→ Excerpted records:
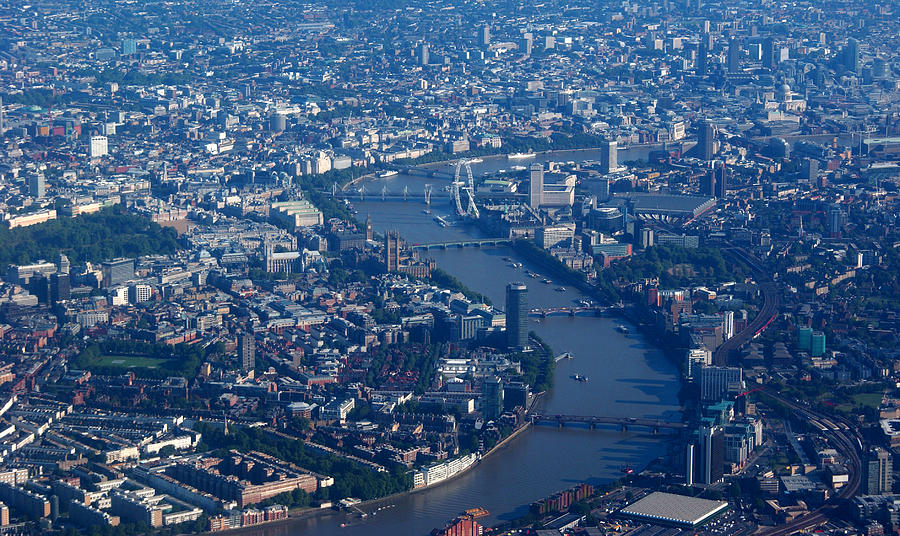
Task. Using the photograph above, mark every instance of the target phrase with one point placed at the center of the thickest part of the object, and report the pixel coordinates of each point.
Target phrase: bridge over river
(593, 421)
(567, 311)
(474, 243)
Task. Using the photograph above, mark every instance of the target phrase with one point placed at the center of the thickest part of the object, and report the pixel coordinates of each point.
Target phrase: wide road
(771, 303)
(847, 443)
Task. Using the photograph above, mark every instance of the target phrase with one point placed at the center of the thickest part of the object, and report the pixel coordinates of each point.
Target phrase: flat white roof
(671, 508)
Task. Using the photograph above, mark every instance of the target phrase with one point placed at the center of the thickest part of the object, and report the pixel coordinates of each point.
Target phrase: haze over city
(449, 268)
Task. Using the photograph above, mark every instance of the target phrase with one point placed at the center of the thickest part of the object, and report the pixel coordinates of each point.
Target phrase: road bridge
(475, 243)
(566, 311)
(593, 421)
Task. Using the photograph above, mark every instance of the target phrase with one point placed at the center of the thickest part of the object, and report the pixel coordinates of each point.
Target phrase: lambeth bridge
(593, 421)
(477, 243)
(567, 311)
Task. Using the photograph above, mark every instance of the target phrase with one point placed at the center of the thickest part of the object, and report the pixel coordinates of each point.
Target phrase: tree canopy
(101, 236)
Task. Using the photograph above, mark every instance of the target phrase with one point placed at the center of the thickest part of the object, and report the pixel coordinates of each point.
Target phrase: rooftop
(677, 509)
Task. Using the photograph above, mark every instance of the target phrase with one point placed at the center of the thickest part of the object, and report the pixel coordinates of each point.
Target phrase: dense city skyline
(449, 267)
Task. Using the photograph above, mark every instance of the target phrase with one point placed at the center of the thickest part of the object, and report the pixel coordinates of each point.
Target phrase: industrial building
(677, 510)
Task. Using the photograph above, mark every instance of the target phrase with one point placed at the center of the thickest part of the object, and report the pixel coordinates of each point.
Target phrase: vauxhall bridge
(593, 421)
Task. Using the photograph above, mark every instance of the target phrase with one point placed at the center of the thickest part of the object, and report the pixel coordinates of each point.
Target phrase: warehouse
(678, 510)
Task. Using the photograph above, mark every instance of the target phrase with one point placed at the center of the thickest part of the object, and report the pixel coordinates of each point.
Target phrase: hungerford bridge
(461, 190)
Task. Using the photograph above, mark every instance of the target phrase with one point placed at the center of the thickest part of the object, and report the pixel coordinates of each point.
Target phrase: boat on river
(476, 513)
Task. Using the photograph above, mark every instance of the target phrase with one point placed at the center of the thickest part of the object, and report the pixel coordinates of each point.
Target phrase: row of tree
(101, 236)
(351, 479)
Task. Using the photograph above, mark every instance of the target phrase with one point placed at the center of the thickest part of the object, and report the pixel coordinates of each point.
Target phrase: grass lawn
(872, 400)
(130, 361)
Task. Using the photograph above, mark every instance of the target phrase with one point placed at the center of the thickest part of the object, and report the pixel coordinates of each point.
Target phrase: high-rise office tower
(706, 138)
(851, 55)
(702, 65)
(392, 251)
(609, 156)
(727, 325)
(835, 221)
(527, 43)
(603, 186)
(712, 455)
(99, 146)
(517, 315)
(708, 183)
(63, 265)
(247, 352)
(768, 53)
(879, 473)
(734, 55)
(484, 36)
(721, 185)
(536, 186)
(37, 188)
(491, 398)
(60, 288)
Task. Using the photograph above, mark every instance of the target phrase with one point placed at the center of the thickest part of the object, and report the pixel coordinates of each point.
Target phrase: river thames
(627, 377)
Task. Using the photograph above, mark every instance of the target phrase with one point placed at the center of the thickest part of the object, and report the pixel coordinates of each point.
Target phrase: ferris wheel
(459, 188)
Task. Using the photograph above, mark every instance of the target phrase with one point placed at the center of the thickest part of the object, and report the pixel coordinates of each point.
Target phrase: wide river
(626, 377)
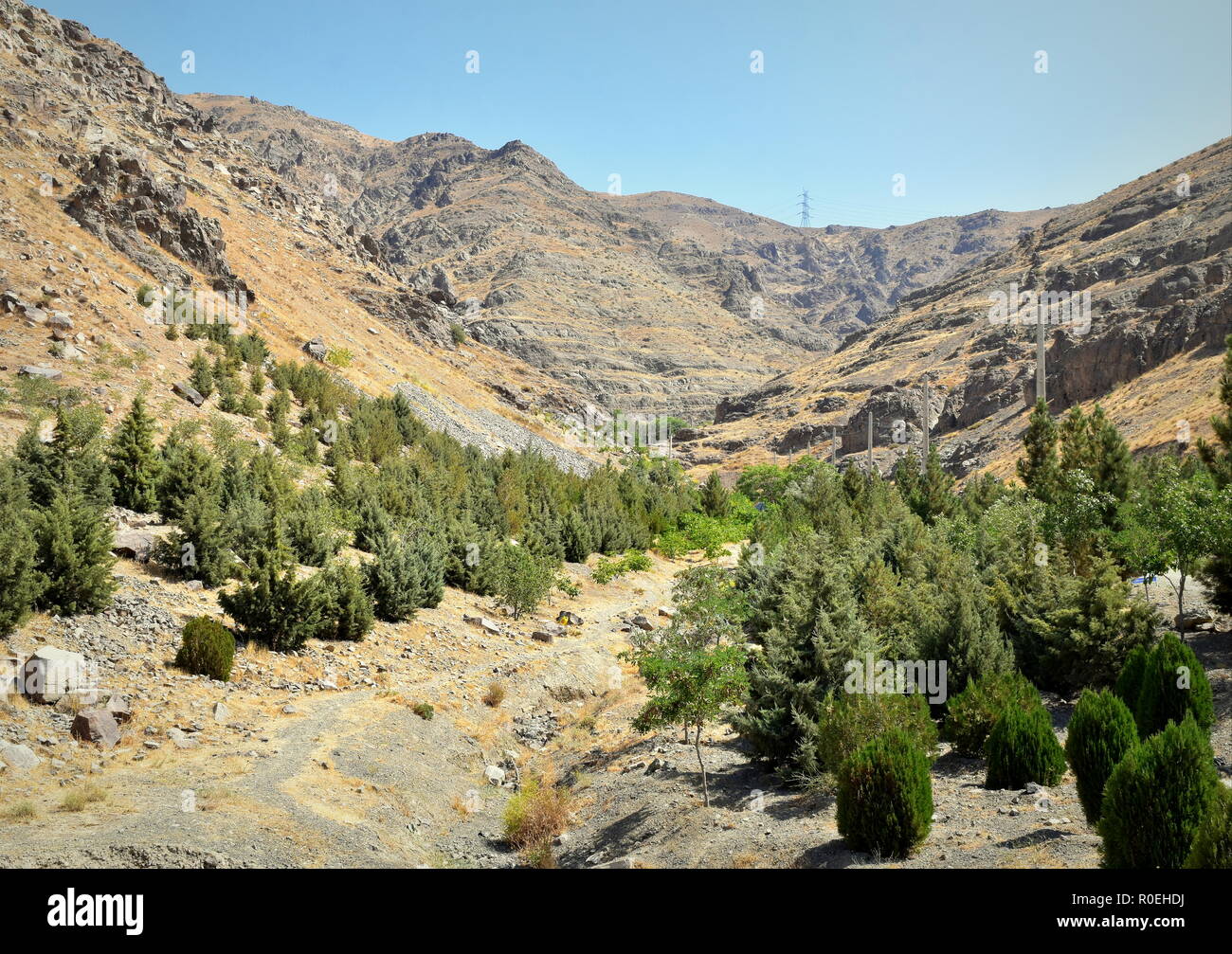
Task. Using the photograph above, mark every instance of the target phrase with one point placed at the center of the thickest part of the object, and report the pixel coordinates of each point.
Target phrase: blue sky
(853, 94)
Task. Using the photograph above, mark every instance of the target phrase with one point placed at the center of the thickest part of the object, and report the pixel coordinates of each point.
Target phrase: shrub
(208, 649)
(1212, 845)
(1157, 798)
(1173, 683)
(885, 797)
(494, 695)
(851, 720)
(972, 712)
(1129, 683)
(1022, 747)
(1101, 731)
(534, 817)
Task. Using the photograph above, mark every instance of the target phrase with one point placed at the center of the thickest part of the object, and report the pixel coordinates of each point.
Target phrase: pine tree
(74, 541)
(20, 581)
(1040, 468)
(715, 496)
(201, 377)
(135, 460)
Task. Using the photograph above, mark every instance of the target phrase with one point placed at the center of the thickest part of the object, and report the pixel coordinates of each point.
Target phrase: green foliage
(1156, 799)
(1173, 683)
(20, 581)
(885, 797)
(407, 572)
(135, 460)
(206, 648)
(73, 538)
(522, 579)
(971, 714)
(1022, 747)
(1099, 735)
(348, 611)
(272, 607)
(850, 720)
(1212, 843)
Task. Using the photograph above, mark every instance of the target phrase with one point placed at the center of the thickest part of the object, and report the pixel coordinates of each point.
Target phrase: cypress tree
(1157, 798)
(74, 541)
(135, 460)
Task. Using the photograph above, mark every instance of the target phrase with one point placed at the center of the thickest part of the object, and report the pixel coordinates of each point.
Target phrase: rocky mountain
(1136, 295)
(654, 301)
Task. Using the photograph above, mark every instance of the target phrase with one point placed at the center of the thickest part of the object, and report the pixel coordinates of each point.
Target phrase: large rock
(50, 673)
(97, 725)
(17, 757)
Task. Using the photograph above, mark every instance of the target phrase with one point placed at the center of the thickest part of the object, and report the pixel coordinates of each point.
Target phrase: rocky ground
(317, 759)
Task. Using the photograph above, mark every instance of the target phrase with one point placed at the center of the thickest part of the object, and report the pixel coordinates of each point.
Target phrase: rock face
(99, 727)
(1130, 280)
(52, 673)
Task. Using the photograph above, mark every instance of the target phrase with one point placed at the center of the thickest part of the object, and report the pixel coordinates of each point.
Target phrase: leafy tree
(522, 579)
(135, 460)
(885, 797)
(715, 496)
(689, 686)
(1157, 797)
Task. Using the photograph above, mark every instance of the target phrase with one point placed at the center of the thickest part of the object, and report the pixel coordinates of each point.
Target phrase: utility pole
(804, 208)
(1040, 375)
(870, 443)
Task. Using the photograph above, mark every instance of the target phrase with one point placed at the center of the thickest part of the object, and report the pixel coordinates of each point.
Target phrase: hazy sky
(947, 95)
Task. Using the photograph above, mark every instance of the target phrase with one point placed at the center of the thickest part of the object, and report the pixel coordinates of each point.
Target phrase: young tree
(135, 460)
(689, 686)
(74, 539)
(1040, 468)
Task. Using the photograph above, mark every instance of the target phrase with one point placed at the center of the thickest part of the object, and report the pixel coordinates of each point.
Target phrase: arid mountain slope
(656, 301)
(111, 182)
(1150, 258)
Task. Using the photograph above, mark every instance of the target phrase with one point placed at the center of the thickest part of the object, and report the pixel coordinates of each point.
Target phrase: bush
(851, 720)
(1022, 747)
(885, 797)
(1212, 845)
(534, 817)
(1129, 683)
(1101, 731)
(206, 649)
(494, 695)
(1157, 798)
(1173, 683)
(972, 712)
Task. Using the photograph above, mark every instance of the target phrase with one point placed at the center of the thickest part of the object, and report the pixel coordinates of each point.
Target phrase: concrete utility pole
(1040, 377)
(870, 442)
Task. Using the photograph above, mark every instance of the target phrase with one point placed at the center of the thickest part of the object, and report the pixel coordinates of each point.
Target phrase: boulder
(17, 757)
(189, 393)
(52, 673)
(36, 370)
(97, 725)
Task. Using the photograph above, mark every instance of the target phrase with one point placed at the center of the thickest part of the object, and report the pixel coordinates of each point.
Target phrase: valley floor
(318, 760)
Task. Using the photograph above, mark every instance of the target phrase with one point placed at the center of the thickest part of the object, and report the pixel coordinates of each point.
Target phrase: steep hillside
(1153, 258)
(112, 182)
(654, 301)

→ Work required:
Pull out every line above that contains the word "utility", and copy each of those lines in full.

→ Solution to the problem:
Target phrase: utility pole
Target phrase: concrete utility pole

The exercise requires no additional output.